— Problem to solve —
Stop after the line containing "Please place a point on the child's ear"; retype every line of the data before it exactly, starting from the first.

— Dataset content —

- - - - - - -

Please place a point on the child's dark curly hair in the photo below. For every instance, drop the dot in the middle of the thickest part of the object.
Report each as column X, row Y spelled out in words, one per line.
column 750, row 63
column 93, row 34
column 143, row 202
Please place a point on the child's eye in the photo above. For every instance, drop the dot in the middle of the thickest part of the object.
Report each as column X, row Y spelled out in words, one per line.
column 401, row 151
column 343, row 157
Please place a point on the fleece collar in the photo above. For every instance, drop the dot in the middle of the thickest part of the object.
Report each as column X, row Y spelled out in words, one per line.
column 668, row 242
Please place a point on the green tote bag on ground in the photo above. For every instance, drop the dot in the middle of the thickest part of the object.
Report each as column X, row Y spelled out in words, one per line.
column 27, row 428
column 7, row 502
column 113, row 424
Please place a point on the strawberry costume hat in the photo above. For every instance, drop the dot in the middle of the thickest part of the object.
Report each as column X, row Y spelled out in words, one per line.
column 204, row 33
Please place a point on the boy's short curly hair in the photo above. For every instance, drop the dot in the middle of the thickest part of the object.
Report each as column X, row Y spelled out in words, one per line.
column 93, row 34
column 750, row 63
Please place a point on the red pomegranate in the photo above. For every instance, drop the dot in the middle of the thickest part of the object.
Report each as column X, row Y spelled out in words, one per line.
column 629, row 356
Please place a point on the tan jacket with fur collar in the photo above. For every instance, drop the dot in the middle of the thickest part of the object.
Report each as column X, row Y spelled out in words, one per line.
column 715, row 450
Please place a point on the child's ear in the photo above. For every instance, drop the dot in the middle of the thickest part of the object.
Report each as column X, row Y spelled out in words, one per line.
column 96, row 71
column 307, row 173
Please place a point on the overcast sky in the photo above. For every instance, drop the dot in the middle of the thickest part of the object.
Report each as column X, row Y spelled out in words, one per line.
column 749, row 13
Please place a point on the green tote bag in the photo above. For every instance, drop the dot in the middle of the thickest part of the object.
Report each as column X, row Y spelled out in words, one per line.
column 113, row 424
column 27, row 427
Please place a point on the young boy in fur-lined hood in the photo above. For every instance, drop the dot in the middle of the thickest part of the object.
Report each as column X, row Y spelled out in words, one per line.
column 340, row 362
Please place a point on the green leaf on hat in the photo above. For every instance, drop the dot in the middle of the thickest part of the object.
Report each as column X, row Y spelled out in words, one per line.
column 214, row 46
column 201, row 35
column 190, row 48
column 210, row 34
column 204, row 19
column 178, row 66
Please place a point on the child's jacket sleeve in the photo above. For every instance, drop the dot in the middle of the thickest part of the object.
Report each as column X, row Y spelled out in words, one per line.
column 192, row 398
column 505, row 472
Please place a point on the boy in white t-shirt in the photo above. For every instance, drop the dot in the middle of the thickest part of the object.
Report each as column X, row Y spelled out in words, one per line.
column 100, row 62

- - - - - - -

— Expected answer —
Please place a point on the child's dark curly hair in the photo below. For every instance, drop the dot in the middle of the thickest part of the object.
Report each as column X, row Y spelled out in words, one per line.
column 750, row 63
column 93, row 34
column 143, row 202
Please place a point on the child's eye in the photo above. For every instance, drop the dot in the middle of the thickest part of the object.
Report each as column X, row Y spelled out in words, one per line.
column 401, row 151
column 343, row 157
Please place a point on the fleece collar in the photo above. For every instance, drop the dot in the middle of the thickest part of the object.
Report each as column X, row Y spelled out in words, one per line.
column 668, row 242
Please place a point on the green tote bag on ground in the photo above. For every instance, drop the dot in the middle of the thickest part of the object.
Report each as column X, row Y spelled out in words, one per line.
column 27, row 428
column 7, row 502
column 113, row 424
Please place a point on the strawberry costume hat in the photo above. For every instance, drop the dot in the middle of the thickest part of the object.
Report each as column X, row Y spelled out in words, one per line.
column 204, row 33
Please place a point on the boy's short curly hair in the photo above. For every instance, drop the dot in the middle of the thickest part of the object.
Report each as column X, row Y spelled out in words, one per line.
column 93, row 34
column 750, row 63
Please place a point on the red pomegranate in the photo above. For every instance, drop the dot in the middle of the thickest part of the object.
Report each as column X, row Y spelled out in words, one per line.
column 629, row 356
Please place a point on the tan jacket with fur collar in the photo above. For every instance, drop the dot in the middle of the thickest part of the object.
Report each as column X, row Y spelled out in words, one per line.
column 715, row 450
Please place a point on the child's ear in the photo above. For every instance, drop the dot in the middle of the thickest part of the object.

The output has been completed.